En 1994, un film diffusé par la télévision allemande, «Hass im Kopf» (Avoir la haine), du scénariste Uwe Friessner, décrit l'univers cauchemardesque de jeunes qui vivent dans une petite ville allemande tranquille (8). Ils sont vite entraînés dans une spirale de violence. Il s'agit d'abord, pour eux, de se forger une identité, au-delà, presque une «virilité». Puis, tout s'enchaîne. Il faut prouver aux autres membres du groupe, sa détermination et sa force. Cogner devient le leitmotiv, la raison d’être, y compris dans les stades. La caméra s’attarde sur l’un d’entre eux. On le voit, soûl, invectivant des passants, crachant et hurlant. Il faut aussi trouver un coupable idéal, l'éternel bouc émissaire: ce sera le petit épicier turc de la rue. Et, dans cette spirale, comme cela ne semble pas leur suffire, les jeunes décident de profaner un cimetière juif. Ils font la fête, boivent et se félicitent d’un tel acte de «bravoure». Ils iront jusqu'à assassiner sauvagement une vieille alcoolique qui, pourtant fréquente le groupe. Le scénariste ne veut pas excuser, il s'interroge, il tente de comprendre et au-delà, peint une société globalement indifférente.

En 1993, un autre téléfilm «Kahlschlag» (9), celui du réalisateur allemand Hanno Bruhl (10), est tout aussi intéressant. Robin à 16 ans, cheveux roux et regard de chien battu. Entre un père parti refaire sa vie et une mère absente et agressive, la vie de Robin se délite. Il n'y a guère qu'avec Marie, sa petite sœur, que le dialogue et la tendresse subsistent. Mais cela ne suffit pas. Robin a soif de reconnaissance et surtout d'affection; besoin de s'affirmer et de se mesurer. Des stimulations qu'il ne trouve ni à la maison ni dans l'univers protégé du lycée. Séduit par un camarade de classe qui ne cache pas sa xénophobie, il cède doucement. Pour finalement s'échouer chez Bernd, qui anime un réseau néonazi dans une cité bétonnée. L'accueil est chaleureux. Là, on est entre hommes : fraternité, solidarité, ordre et obéissance. Commence alors une descente aux enfers, rapide et violente...

----

# Objectif 1
Remettez à l'échelle les entrées situées entre la ligne contenant « mark the wooden loom » et la fin des entrées, bornes incluses, en reproduisant chaque ligne, consignes comprises. Multipliez chaque coordonnée de point par 1,1 et arrondissez à l'entier le plus proche, les demis vers le haut.
L'extrait sur les téléfilms allemands et les entrées ci-dessous sont indépendants les uns des autres.

----

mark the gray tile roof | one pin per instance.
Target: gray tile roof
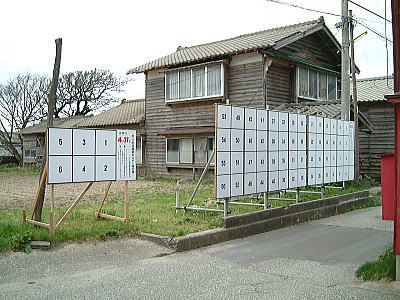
(70, 122)
(374, 89)
(128, 112)
(240, 44)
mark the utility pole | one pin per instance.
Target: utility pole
(38, 207)
(355, 105)
(345, 103)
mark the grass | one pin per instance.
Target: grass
(151, 210)
(383, 268)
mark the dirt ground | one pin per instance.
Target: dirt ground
(18, 190)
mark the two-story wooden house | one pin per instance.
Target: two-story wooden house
(264, 69)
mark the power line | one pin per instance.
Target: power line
(311, 9)
(382, 36)
(370, 11)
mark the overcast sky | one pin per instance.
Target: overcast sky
(119, 35)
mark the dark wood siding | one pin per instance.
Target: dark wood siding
(381, 141)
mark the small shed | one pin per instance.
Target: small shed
(33, 138)
(372, 103)
(128, 115)
(6, 156)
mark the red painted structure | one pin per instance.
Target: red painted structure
(395, 99)
(388, 186)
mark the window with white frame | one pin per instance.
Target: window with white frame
(196, 150)
(197, 82)
(317, 85)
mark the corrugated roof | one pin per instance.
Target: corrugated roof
(374, 88)
(128, 112)
(70, 122)
(240, 44)
(329, 109)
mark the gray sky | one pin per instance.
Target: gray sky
(119, 35)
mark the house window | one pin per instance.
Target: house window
(200, 150)
(194, 83)
(317, 85)
(139, 150)
(30, 153)
(189, 150)
(172, 150)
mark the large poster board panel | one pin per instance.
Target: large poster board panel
(89, 155)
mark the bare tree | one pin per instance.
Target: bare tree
(82, 92)
(22, 102)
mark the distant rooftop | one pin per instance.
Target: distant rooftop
(128, 112)
(69, 122)
(374, 88)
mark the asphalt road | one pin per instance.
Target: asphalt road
(314, 260)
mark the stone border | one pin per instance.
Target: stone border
(262, 221)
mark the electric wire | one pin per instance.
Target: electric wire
(370, 11)
(382, 36)
(304, 8)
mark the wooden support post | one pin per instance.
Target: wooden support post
(74, 204)
(177, 196)
(126, 215)
(201, 178)
(41, 224)
(42, 186)
(266, 201)
(104, 198)
(51, 223)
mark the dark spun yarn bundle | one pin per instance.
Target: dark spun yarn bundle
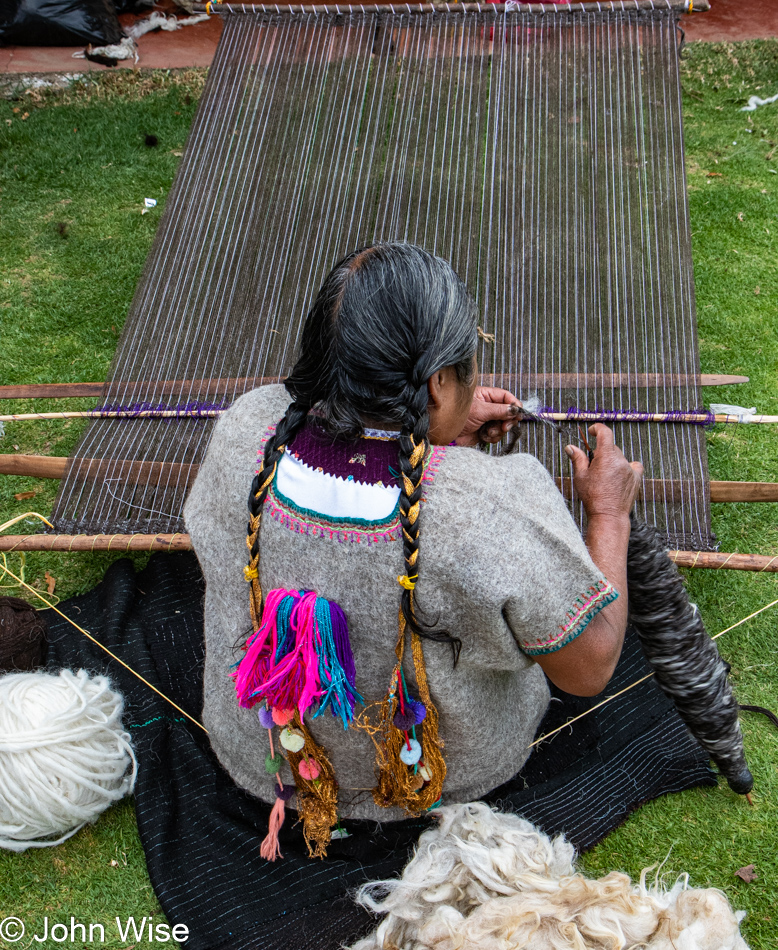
(22, 636)
(684, 659)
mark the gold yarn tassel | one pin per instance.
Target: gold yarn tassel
(251, 571)
(397, 783)
(317, 799)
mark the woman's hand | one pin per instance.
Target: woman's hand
(493, 412)
(609, 484)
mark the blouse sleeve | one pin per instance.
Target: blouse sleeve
(557, 590)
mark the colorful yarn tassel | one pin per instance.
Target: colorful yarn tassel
(270, 848)
(301, 656)
(261, 650)
(337, 672)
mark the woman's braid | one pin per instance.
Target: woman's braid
(414, 447)
(286, 430)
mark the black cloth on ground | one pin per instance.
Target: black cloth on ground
(201, 833)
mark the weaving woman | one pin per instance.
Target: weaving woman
(370, 499)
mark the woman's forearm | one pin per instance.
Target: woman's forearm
(607, 539)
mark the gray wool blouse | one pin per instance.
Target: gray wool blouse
(502, 566)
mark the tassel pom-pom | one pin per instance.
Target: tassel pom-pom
(309, 769)
(410, 752)
(284, 793)
(282, 717)
(419, 711)
(270, 848)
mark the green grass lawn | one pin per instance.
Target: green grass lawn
(74, 171)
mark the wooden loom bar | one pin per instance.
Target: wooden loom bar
(712, 560)
(507, 380)
(151, 473)
(606, 6)
(95, 542)
(572, 415)
(719, 560)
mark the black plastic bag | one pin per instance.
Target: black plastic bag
(58, 23)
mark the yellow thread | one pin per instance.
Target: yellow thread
(97, 643)
(641, 680)
(761, 610)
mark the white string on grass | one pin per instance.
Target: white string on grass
(64, 755)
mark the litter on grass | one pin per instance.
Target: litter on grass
(754, 102)
(126, 48)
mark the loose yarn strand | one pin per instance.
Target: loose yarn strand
(648, 676)
(113, 656)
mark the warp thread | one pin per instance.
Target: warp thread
(22, 636)
(640, 415)
(192, 409)
(64, 756)
(684, 659)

----

# Objectif 2
Rédigez la suite de l'extrait sur les téléfilms allemands, en partant de l'endroit où il s'arrête.

# Résultat obtenu 1
mark the wooden loom bar | one pin per instance.
Target: wooden loom bar
(783, 616)
(558, 418)
(166, 520)
(667, 7)
(105, 596)
(629, 457)
(791, 616)
mark the black plastic bag | one pin per instance.
Target: black plastic bag
(64, 25)
mark the yellow thread | one pin per instance.
Target: yellow thread
(107, 707)
(705, 748)
(837, 671)
mark the white string on grass | one pin per instance.
Target: white string on grass
(70, 831)
mark the litter on grass | one pin per instance.
Target: litter on grass
(829, 112)
(139, 53)
mark the loose yarn strand | one pin per instance.
Target: loose yarn strand
(713, 744)
(124, 722)
mark the warp thread | one pin per instance.
Target: warp thread
(24, 700)
(704, 457)
(211, 450)
(70, 832)
(752, 725)

# Résultat obtenu 2
Et ce phénomène n’est pas nouveau.

En effectuant quelques recherches sur les violences qui ont été perpétrées dans les stades de foot, le constat est accablant. Cela fait depuis les années 80 que des violences sont commises, avant, pendant ou après des matches, que des supporters scandent des slogans racistes et entonnent des chants nazis. Depuis une trentaine d’années, de grands drapeaux à croix celtiques, à tête de mort ou avec l’emblème de la SS sont brandis dans certaines tribunes, y compris à Paris (11). De jeunes excités font le salut nazi, des supporters provoquent des heurts avec les équipes adverses. Des jeunes gens sont agressés, injuriés, frappés. Trente ans de violence dans une Europe éclatée où les mouvements nationalistes et/ou populistes relèvent dangereusement la tête

Au fond, tout comme le rock identitaire, pour des milliers d’adolescents, la violence est devenue la règle, la bagarre, un rituel, le salut nazi, une tentation. Les groupuscules néonazis ou d’ultras se servent des stades comme d’une tribune, pour compter, exister et menacer. Et, c'est bien là le danger.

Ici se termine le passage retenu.